Give the lines from the one containing "Keypoint placement: for each instance of the woman's" up to and including the one containing "[(212, 19)]" as a two-column CSV with the headers instruction and response. Use one row for each line and the answer that follows it, and put each in a single quoted field with any line breaks replaced by spaces.

## begin RECORD SET

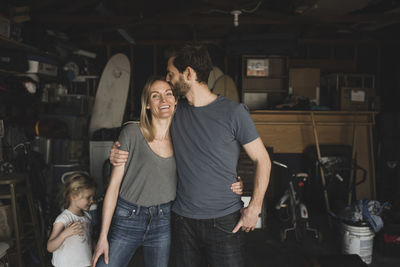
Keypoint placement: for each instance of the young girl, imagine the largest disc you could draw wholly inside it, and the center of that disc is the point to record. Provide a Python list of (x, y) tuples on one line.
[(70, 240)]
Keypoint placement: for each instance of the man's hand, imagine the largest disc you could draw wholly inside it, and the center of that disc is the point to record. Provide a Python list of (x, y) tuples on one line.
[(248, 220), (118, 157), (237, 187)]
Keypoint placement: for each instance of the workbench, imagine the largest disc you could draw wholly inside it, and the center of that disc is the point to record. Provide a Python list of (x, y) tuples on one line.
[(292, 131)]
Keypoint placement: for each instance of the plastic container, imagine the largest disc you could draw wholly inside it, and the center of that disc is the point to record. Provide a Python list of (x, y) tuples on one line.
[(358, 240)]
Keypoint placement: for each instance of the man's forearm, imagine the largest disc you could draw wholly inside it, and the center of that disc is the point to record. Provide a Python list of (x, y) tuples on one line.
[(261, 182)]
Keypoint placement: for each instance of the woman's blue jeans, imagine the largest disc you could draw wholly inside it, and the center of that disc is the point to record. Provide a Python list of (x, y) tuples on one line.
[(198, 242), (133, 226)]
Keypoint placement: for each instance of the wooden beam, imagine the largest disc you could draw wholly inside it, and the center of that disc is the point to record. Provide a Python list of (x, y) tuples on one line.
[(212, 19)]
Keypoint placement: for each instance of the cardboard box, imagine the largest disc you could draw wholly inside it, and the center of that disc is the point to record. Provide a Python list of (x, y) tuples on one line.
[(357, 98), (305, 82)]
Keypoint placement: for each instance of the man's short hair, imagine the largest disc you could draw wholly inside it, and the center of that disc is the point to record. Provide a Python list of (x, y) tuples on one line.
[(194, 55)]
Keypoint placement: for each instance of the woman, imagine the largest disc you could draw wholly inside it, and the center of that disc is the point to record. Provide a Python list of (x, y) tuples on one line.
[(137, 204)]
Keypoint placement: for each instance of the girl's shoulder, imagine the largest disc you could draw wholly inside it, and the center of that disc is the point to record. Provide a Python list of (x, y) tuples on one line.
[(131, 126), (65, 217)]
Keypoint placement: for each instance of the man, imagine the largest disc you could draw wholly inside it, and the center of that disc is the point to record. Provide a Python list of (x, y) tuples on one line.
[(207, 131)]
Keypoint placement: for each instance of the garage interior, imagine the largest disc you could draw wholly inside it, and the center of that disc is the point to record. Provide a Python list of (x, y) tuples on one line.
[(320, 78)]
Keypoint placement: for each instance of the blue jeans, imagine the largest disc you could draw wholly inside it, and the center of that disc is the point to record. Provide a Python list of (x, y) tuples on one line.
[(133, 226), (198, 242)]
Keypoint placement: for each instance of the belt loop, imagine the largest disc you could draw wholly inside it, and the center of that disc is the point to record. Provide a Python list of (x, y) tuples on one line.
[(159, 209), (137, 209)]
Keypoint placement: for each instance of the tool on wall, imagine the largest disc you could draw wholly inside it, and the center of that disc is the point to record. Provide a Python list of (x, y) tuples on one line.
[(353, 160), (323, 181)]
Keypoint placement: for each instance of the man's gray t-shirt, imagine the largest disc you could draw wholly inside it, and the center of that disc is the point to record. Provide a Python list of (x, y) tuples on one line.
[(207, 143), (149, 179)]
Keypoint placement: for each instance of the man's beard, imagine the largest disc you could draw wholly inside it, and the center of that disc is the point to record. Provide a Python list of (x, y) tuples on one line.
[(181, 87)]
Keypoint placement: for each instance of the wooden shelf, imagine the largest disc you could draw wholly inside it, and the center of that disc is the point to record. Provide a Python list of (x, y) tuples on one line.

## end RECORD SET

FINISHED ANSWER:
instruction,response
"Keypoint placement: for each instance of the woman's blue jeans, imagine the largest disc you could draw wholly inside it, and the center of that disc is the point to record. Provide a Python list of (x, y) tuples on one line.","[(198, 242), (133, 226)]"
"Keypoint placement: for each instance of the wooden beam, imagine the largest disc you could draw wholly inside it, and the center of that disc is the point to record. Provide a Python list of (x, y) tuples on one line.","[(212, 19)]"